Exercise brief - Rewrite the part of the material that opens at its first line and closes with the line containing "[1112,700,1158,728]", keeping the requests in. Scale every bounding box coordinate in the answers by 1.95, rounding to whole numbers with halves rounded up.

### The input ###

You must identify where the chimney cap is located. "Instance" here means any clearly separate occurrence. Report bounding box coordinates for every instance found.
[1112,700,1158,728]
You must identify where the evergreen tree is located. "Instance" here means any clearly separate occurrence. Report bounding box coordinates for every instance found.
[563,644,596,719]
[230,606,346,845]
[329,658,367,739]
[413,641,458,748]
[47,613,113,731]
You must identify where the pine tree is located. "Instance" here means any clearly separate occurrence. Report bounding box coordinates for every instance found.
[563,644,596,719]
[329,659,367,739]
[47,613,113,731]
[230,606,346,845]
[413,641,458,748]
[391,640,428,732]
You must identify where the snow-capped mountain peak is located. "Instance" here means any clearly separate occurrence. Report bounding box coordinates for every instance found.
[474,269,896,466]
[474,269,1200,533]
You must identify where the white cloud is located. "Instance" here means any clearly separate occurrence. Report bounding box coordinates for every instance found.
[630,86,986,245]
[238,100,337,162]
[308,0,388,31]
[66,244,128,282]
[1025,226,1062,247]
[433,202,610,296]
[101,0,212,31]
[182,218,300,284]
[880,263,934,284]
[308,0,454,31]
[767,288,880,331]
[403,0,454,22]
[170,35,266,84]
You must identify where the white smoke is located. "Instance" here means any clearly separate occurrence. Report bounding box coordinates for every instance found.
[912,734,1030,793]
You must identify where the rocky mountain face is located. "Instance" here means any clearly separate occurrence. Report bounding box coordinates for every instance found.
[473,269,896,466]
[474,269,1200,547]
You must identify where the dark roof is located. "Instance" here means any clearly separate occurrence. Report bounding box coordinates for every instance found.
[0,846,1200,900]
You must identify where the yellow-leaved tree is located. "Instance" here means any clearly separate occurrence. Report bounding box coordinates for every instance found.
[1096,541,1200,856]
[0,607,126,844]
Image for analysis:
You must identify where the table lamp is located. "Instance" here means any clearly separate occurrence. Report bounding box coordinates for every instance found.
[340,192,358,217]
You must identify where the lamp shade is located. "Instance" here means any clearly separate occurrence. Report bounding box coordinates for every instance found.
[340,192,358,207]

###

Response for this exercise -
You must identify where the chimney cap is located. "Instance" here means any clearly separate occurrence. Report bounding box coordinates for every instance found.
[2168,1365,2258,1420]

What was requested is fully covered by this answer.